_Verilen metin_
* * *

09-11-2014, 17:40
Ali Nihat Yazıcı'nın 08.11.2014 tarihli yazısı,yorum sizin.Yazının orijinali
Dün (7 Kasım 2014), Türkiye Satranç Federasyonu Olağan Mali Genel Kurulunda görüşülecek olan, Faaliyet Raporu, Mali raporlar ve kesin delege listesi yayınlandı.
Kesin Delege listesine bakarsanız, Başkanımız Gülkız Tulay hanımefendinin, TSF tarihinde ilk kez muhalefetsiz bir genel kurulu toplama şansına ulaştığını düşünebilirsiniz.
Bir dakika! Orada durun! Ben bu hanımefendiye sonuna kadar muhalifim. Gülkız Tulay’ın görevde kaldığı her gün, Türk Satrancı için onarılması zor zararlara uğramak demektir. 12 yılda, dişimizden artırıp, onca çaba ve gayret ile ülkemizin en güçlü spor federasyonlarından birisi, Dünyanın en güçlü Satranç Federasyonu yaptığımız TSF, 2 yıl içerisinde aslında dibe doğru şuursuz ve tüpsüz olarak çöküyor. Bugüne kadar, uluslararası anlamda yaptıkları hataları, şahsi gayretlerimle ben azaltmaya çalışıyordum; ama bugünden sonra bunu yapacak kimse de yok.
Diyeceksiniz ki "sana ne oldu?" "Sen değil miydin bu hanımefendiyi elinden tutup başkan olması için destekleyen?"
Büyük hata yapmışım, çok büyük!
Ama hala o yönetimde pırıl pırıl insanlar var. Başkan bu kadar kötü olsa da, onlara güveniyorum hala! O yüzden her ne kadar Gülkız Tulay’ın başında durduğu her dakikanın Türk Satrancı için bir felaket olduğuna inansam da –ki bu konuda çok gayret ettim Gülkız hanımın beni yanlış düşündüğüme ikna etmesi için – o yönetimde bulunan kıymetli insanlara hala güvenim var, o yüzden bu Mali Genel Kurulda benim oyum ibra yönündedir.

* * *

_Veri satırları_
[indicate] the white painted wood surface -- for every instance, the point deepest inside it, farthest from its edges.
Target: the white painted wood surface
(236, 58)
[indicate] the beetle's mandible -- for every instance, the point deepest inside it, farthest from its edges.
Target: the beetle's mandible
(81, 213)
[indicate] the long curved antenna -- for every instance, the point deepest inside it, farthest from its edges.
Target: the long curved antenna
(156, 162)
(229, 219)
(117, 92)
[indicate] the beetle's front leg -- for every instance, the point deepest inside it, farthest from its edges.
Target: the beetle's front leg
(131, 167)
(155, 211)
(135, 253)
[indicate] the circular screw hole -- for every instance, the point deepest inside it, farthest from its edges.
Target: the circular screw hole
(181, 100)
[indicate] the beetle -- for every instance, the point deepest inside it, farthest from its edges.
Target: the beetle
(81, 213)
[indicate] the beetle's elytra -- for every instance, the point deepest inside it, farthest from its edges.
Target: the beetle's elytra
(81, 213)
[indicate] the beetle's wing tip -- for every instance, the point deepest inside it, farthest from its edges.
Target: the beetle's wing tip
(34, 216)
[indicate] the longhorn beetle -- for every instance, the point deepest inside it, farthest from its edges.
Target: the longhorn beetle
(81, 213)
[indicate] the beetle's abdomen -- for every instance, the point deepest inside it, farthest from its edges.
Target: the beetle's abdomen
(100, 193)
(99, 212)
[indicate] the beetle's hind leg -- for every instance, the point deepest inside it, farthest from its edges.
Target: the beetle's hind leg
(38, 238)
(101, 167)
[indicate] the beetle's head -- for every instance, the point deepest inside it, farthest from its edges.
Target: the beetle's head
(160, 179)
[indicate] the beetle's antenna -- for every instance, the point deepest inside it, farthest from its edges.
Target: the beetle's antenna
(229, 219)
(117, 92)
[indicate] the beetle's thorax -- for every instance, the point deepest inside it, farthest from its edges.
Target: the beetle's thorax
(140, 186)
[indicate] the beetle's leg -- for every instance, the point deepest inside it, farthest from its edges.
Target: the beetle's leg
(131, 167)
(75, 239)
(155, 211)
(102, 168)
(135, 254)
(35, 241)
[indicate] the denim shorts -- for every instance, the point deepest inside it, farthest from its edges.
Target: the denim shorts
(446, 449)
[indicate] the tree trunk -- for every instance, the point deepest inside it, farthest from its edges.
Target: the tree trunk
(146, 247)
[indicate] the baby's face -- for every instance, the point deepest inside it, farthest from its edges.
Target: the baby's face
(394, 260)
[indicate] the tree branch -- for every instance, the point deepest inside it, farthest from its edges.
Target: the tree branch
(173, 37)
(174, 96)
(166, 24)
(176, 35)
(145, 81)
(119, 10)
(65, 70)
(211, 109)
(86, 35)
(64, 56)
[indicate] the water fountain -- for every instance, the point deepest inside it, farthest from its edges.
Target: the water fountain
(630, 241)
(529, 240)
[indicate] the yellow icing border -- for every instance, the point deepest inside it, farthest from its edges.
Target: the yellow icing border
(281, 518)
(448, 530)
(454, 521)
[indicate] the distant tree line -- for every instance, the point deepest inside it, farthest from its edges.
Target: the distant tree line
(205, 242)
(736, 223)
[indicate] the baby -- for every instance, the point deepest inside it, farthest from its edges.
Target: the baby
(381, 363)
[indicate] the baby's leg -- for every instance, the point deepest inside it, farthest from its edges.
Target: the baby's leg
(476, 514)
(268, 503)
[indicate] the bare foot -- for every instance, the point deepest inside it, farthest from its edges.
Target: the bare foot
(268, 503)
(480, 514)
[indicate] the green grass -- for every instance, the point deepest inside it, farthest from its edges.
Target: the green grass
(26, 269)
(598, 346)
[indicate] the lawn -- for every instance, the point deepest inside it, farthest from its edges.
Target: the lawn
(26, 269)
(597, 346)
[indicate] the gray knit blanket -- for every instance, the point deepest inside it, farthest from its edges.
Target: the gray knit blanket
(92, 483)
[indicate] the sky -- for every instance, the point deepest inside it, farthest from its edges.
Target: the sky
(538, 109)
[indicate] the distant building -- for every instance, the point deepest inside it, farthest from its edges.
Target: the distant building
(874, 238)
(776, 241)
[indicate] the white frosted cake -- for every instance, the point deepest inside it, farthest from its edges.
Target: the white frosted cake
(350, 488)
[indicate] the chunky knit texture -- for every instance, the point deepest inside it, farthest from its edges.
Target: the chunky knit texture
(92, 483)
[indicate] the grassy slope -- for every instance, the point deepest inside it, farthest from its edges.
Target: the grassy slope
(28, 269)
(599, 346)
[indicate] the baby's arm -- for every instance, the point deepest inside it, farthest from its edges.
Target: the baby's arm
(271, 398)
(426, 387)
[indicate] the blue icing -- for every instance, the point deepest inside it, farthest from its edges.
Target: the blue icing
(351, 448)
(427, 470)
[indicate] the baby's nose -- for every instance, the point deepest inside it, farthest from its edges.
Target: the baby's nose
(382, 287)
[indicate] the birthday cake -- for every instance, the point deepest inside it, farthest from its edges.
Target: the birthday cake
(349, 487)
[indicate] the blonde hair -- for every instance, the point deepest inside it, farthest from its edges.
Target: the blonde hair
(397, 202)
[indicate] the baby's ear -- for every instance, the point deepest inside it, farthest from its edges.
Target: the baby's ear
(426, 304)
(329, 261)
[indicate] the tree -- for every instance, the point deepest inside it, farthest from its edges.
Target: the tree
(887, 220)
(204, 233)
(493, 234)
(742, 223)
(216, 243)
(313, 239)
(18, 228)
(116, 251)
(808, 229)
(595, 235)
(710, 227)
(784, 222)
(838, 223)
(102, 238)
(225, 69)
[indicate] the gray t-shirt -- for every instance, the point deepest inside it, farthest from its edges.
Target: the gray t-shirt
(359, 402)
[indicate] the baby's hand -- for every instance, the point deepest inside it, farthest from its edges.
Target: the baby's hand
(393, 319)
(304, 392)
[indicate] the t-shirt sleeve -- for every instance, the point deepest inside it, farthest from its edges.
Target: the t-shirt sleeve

* * *

_Kısa alıştırma A_
Satranç federasyonu yazısının bir bölümünü değiştirmeden yeniden yazın. "Kesin Delege listesine" sözlerinin geçtiği yerden başlayın ve "şansına ulaştığını düşünebilirsiniz." sözlerinden sonra bırakın.
_Kısa alıştırma B_
Satranç federasyonu yazısının devamını, son cümlesinden sonra gelecek biçimde yazın.
Satırlar, satranç federasyonu yazısından ayrı bir malzemedir.

_Cevap A_
Kesin Delege listesine bakarsanız, Başkanımız Gülkız Tulay hanımefendinin, TSF tarihinde ilk kez muhalefetsiz bir genel kurulu toplama şansına ulaştığını düşünebilirsiniz.

_Cevap B_
Konumuza dönelim! Nedir yanlış olan? Bana göre onlarca yüzlerce yanlış var. Ama en önemli yanlış, bilgisizlik ve mali olarak federasyonu abesle iştigal etmektir!
Örnek mi?
4298 sayılı Bilgi Edinme Kanunu çerçevesinde, TSF’ye 2013 ve 2014 FIDE ve ECU Genel Kurullarına katılan delegasyon ile ilgili soru sordum. Bilgi istediğim “Kör Bilgisiz” Federasyondan bana, 4298 sayılı Kanuna tabii olmadıkları yanıtı geldi. Komik olan bunu federasyonun bu konuda web sitesinde açtığı linkten yapmam, hem de trajedi! “Kör Bilgisiz” Federasyonun bu yanıtı üzerine Spor Genel Müdürlüğü aracılığıyla bilgi istedim. Neyse sanırım artık bilgisiz başkan bilgi sahibi olmuştur! Yanıt geldi ama eksik geldi. Nedeni dosyaları teftiş kuruluna yollamışlar! Biz bilmiyoruz sanki “federasyonda kaç nüsha olduğunu yazıların”! Biz bilmiyoruz sanki “muhasebe sisteminde tüm harcamaların elektronik olarak kayıtlı olduğunu ve istendiğinde dökümünün alınabileceğini”. Onlar sanıyorlar ki, ben Mali Genel Kurulda kullanacağım bunları aleyhlerinde, zaman kazanmaya çalışıyorlar.
Sonra sizle bu konuyu günlerce yazıp konuşacağız, özrü kabahatinden büyük Başkanın.
Bilgi Edinmek istediğim genel kurullardan birisi; 2014 yılı Ekim ayında Gürcistan’ın Batum kentinde düzenlenen, ECU (Avrupa Satranç Birliği) Olağanüstü Genel Kuruluydu. Neydi bu Olağanüstü Genel Kurul? Neden olağanüstüydü?
Olağan olan Genel Kurul, Tromsö’de Ağustos 2014’te düzenlendi. Ancak seçimler nedeniyle, turnuvalar hakkındaki karar geleneksel şekilde, seçim sorasında düzenlenecek olan bir Olağanüstü Genel Kurulda alınsın denerek ertelendi. Yani Batum’da düzenlenen Avrupa Satranç Birliği Olağanüstü Genel Kurulunda birkaç turnuvanın oylaması yapıldı. Bizim federasyonumuz da 2016 Avrupa Yaş Grupları Şampiyonasını Kuşadası’nda düzenlemek üzere adaydı.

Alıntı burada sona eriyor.